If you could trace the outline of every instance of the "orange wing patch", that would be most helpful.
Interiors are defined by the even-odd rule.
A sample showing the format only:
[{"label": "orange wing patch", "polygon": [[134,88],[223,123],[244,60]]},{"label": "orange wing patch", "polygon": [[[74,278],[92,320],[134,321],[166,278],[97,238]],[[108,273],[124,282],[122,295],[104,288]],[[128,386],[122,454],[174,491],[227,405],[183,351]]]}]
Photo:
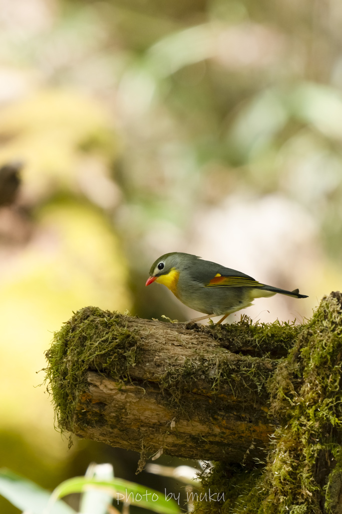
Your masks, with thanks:
[{"label": "orange wing patch", "polygon": [[260,284],[256,280],[244,277],[223,277],[216,273],[206,287],[263,287],[264,284]]}]

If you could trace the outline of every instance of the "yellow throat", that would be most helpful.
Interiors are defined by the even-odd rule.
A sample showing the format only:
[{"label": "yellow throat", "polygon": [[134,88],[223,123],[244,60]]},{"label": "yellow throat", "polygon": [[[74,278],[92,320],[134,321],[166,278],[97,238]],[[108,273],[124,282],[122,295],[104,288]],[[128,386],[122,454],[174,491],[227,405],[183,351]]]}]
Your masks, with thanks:
[{"label": "yellow throat", "polygon": [[177,296],[177,283],[179,278],[179,272],[177,271],[175,268],[172,268],[167,275],[160,275],[155,279],[155,281],[158,284],[164,284]]}]

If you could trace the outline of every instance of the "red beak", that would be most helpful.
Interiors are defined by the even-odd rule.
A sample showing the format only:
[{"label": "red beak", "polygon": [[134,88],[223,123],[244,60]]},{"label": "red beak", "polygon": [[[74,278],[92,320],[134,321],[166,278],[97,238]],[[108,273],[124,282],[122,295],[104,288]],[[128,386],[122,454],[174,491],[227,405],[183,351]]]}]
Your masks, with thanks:
[{"label": "red beak", "polygon": [[145,285],[149,286],[150,284],[152,284],[152,282],[154,282],[156,278],[157,278],[156,277],[150,277],[149,278],[148,278],[146,281],[146,283],[145,284]]}]

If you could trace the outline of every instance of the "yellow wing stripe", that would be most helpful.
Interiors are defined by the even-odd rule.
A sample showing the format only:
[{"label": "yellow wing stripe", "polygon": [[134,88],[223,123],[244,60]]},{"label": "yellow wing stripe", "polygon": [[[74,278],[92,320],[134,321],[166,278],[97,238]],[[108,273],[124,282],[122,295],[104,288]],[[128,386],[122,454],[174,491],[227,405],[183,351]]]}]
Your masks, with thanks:
[{"label": "yellow wing stripe", "polygon": [[[216,276],[217,277],[217,276]],[[244,279],[239,277],[215,277],[207,284],[206,287],[262,287],[264,284],[260,284],[256,280]]]}]

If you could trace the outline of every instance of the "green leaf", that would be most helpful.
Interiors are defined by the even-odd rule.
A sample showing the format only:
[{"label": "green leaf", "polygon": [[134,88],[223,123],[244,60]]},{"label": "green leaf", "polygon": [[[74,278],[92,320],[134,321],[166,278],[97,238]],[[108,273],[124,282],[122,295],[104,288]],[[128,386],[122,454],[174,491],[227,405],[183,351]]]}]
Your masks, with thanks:
[{"label": "green leaf", "polygon": [[[93,463],[88,467],[85,477],[97,480],[112,480],[114,478],[113,466],[111,464],[95,464]],[[107,514],[108,506],[112,503],[113,497],[107,491],[99,489],[86,490],[82,495],[79,514]]]},{"label": "green leaf", "polygon": [[[0,494],[21,510],[30,514],[43,514],[49,504],[50,493],[34,482],[7,469],[0,469]],[[50,514],[75,514],[64,502],[54,503]]]},{"label": "green leaf", "polygon": [[[102,489],[110,494],[115,503],[119,501],[143,507],[160,514],[178,514],[179,512],[176,502],[166,499],[165,494],[145,486],[130,482],[121,479],[99,480],[84,476],[76,476],[62,482],[52,493],[50,505],[58,498],[72,493],[82,492],[90,488]],[[50,514],[48,509],[47,514]]]}]

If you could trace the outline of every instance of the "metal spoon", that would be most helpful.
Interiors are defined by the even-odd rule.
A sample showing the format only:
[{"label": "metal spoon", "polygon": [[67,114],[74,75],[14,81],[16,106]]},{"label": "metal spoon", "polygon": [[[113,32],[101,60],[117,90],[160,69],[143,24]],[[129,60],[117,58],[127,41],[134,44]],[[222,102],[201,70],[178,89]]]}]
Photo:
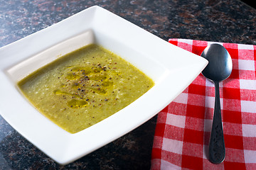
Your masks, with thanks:
[{"label": "metal spoon", "polygon": [[213,164],[220,164],[225,158],[225,144],[221,120],[219,82],[230,75],[233,67],[232,60],[227,50],[219,44],[208,46],[201,56],[209,62],[202,74],[213,81],[215,88],[214,115],[209,143],[209,160]]}]

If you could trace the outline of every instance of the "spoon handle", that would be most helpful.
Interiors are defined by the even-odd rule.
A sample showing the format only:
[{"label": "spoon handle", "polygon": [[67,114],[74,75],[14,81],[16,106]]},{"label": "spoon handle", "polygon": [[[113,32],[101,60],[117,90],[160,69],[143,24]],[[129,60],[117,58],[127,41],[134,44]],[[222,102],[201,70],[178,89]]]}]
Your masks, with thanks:
[{"label": "spoon handle", "polygon": [[214,84],[215,108],[209,143],[209,160],[213,164],[220,164],[225,158],[225,143],[221,120],[219,82],[215,81]]}]

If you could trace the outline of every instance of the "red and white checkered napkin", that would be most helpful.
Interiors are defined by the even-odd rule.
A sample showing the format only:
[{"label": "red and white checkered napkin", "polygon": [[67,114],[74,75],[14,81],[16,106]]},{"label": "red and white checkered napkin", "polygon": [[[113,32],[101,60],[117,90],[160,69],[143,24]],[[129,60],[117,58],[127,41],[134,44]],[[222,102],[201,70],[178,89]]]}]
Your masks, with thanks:
[{"label": "red and white checkered napkin", "polygon": [[[212,42],[170,39],[169,42],[201,55]],[[220,83],[225,158],[208,159],[213,115],[214,85],[201,74],[157,118],[151,169],[256,169],[256,45],[220,43],[233,64]]]}]

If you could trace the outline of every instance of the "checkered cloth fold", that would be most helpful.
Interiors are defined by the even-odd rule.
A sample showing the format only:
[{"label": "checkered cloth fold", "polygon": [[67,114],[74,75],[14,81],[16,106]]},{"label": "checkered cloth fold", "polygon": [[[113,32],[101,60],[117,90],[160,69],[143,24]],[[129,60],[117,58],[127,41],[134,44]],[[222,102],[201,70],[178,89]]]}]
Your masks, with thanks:
[{"label": "checkered cloth fold", "polygon": [[[184,39],[169,42],[198,55],[213,43]],[[256,45],[220,44],[233,64],[230,77],[220,83],[224,162],[213,164],[208,159],[215,89],[201,74],[159,113],[151,169],[256,169]]]}]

• [WHAT NEEDS TO BE DONE]: Quote the full listing above word for word; exclude every picture from the copy.

• [TASK SOLUTION]:
If you could trace the outline of every instance of the "orange wing patch", that would be most helpful.
Interiors are defined by the even-odd rule.
A sample showing the format only:
[{"label": "orange wing patch", "polygon": [[134,88],[223,123],[244,60]]},{"label": "orange wing patch", "polygon": [[[74,278],[92,320],[134,321],[166,278],[97,238]],[[108,273],[124,282],[122,295],[104,288]],[[128,386],[122,454],[174,491],[227,405],[183,351]]]}]
Photo:
Your masks, with thanks:
[{"label": "orange wing patch", "polygon": [[260,284],[256,280],[244,277],[223,277],[216,273],[206,287],[263,287],[264,284]]}]

If you could trace the outline of every instance of the "yellow throat", that would be most helpful.
Interiors are defined by the even-odd rule.
A sample showing the format only:
[{"label": "yellow throat", "polygon": [[134,88],[223,123],[244,60]]},{"label": "yellow throat", "polygon": [[[74,278],[92,320],[134,321],[166,278],[97,238]],[[108,273],[124,282],[122,295],[104,288]],[[128,386],[122,454],[174,491],[227,405],[183,351]]]}]
Your masks, with thanks:
[{"label": "yellow throat", "polygon": [[177,296],[177,283],[179,278],[179,272],[177,271],[175,268],[172,268],[167,275],[160,275],[155,279],[155,281],[158,284],[164,284]]}]

If you could trace the outline of every instance of the "red beak", that would be most helpful.
Interiors are defined by the even-odd rule.
A sample showing the format only:
[{"label": "red beak", "polygon": [[134,88],[223,123],[244,60]]},{"label": "red beak", "polygon": [[[74,278],[92,320],[134,321],[166,278],[97,238]],[[108,273],[124,282],[122,295],[104,288]],[[128,386],[122,454],[174,491],[227,405],[183,351]]]}]
Your masks, with thanks:
[{"label": "red beak", "polygon": [[145,285],[149,286],[150,284],[152,284],[152,282],[154,282],[156,278],[157,278],[156,277],[150,277],[149,278],[148,278],[146,281],[146,283],[145,284]]}]

If you could trace the outline of every instance of the "yellow wing stripe", that would be most helpful.
Interiors are defined by the even-odd rule.
A sample showing the format only:
[{"label": "yellow wing stripe", "polygon": [[134,88],[223,123],[244,60]]},{"label": "yellow wing stripe", "polygon": [[[74,278],[92,320],[134,321],[166,278],[97,238]],[[108,273],[124,282],[122,295],[104,288]],[[128,386],[122,454],[174,491],[227,405],[183,351]]]}]
Your masks, with thanks:
[{"label": "yellow wing stripe", "polygon": [[[216,276],[217,277],[217,276]],[[244,279],[239,277],[215,277],[207,284],[206,287],[262,287],[264,284],[260,284],[256,280]]]}]

If you could trace the outline of every instance of the "green leaf", that would be most helpful.
Interiors are defined by the even-odd rule.
A sample showing the format only:
[{"label": "green leaf", "polygon": [[134,88],[223,123],[244,60]]},{"label": "green leaf", "polygon": [[[74,278],[92,320],[134,321],[166,278],[97,238]],[[108,273],[124,282],[122,295],[104,288]],[[128,386],[122,454],[174,491],[227,405],[183,351]]]}]
Your masks, with thanks:
[{"label": "green leaf", "polygon": [[[93,463],[88,467],[85,477],[97,480],[112,480],[114,478],[113,466],[111,464],[95,464]],[[107,514],[108,506],[112,503],[113,497],[107,491],[99,489],[86,490],[82,495],[79,514]]]},{"label": "green leaf", "polygon": [[[0,494],[21,510],[30,514],[43,514],[49,504],[50,493],[34,482],[7,469],[0,469]],[[50,514],[75,514],[64,502],[54,503]]]},{"label": "green leaf", "polygon": [[[102,489],[110,494],[115,503],[119,501],[143,507],[160,514],[178,514],[179,512],[176,502],[166,499],[165,494],[145,486],[130,482],[121,479],[99,480],[84,476],[76,476],[62,482],[52,493],[50,505],[58,498],[72,493],[82,492],[90,488]],[[50,514],[48,509],[47,514]]]}]

If you could trace the outline of every instance of the "metal spoon", that would be most helpful.
Interiors are defined by the even-odd rule.
A sample showing the format only:
[{"label": "metal spoon", "polygon": [[67,114],[74,75],[14,81],[16,106]]},{"label": "metal spoon", "polygon": [[[113,32],[101,60],[117,90],[160,69],[143,24]],[[129,60],[117,58],[127,41],[134,44]],[[222,102],[201,70],[178,89]]]}]
Photo:
Your masks, with thanks:
[{"label": "metal spoon", "polygon": [[213,164],[220,164],[225,158],[225,144],[221,120],[219,82],[230,75],[233,67],[232,60],[227,50],[219,44],[208,46],[201,56],[209,62],[202,74],[213,81],[215,88],[214,115],[209,143],[209,160]]}]

If you could trace the outline of every instance of the "spoon handle", that would be most helpful.
Interiors are defined by the even-odd rule.
A sample showing the format only:
[{"label": "spoon handle", "polygon": [[67,114],[74,75],[14,81],[16,106]]},{"label": "spoon handle", "polygon": [[[113,32],[101,60],[117,90],[160,69],[143,24]],[[129,60],[117,58],[127,41],[134,44]],[[222,102],[201,70],[178,89]]]}]
Your masks, with thanks:
[{"label": "spoon handle", "polygon": [[214,84],[215,108],[209,143],[209,160],[213,164],[220,164],[225,158],[225,143],[221,120],[219,82],[215,81]]}]

If you could trace the outline of every instance of the "red and white checkered napkin", that would be most helpful.
Interiors are defined by the even-odd rule.
A sample showing the format only:
[{"label": "red and white checkered napkin", "polygon": [[67,114],[74,75],[14,81],[16,106]]},{"label": "red and white checkered napkin", "polygon": [[[113,32],[101,60],[117,90],[160,69],[143,24]],[[129,60],[117,58],[127,41],[134,44]],[[222,102],[201,70],[178,89]]]}]
Your masks, with thanks:
[{"label": "red and white checkered napkin", "polygon": [[[212,42],[170,39],[169,42],[201,55]],[[220,83],[225,158],[208,159],[213,115],[214,85],[201,74],[157,118],[151,169],[256,169],[256,45],[220,43],[233,64]]]}]

If you could trace the outline of every instance of the "checkered cloth fold", that would be most helpful.
Interiors are defined by the even-odd rule.
A sample showing the format only:
[{"label": "checkered cloth fold", "polygon": [[67,114],[74,75],[14,81],[16,106]]},{"label": "checkered cloth fold", "polygon": [[[113,32],[101,60],[117,90],[160,69],[143,24]],[[129,60],[117,58],[127,41],[134,44]],[[222,102],[201,70],[178,89]]]}]
Your masks, with thanks:
[{"label": "checkered cloth fold", "polygon": [[[184,39],[169,42],[198,55],[213,43]],[[256,45],[220,44],[233,64],[230,77],[220,83],[224,162],[213,164],[208,159],[215,89],[201,74],[159,113],[151,169],[256,169]]]}]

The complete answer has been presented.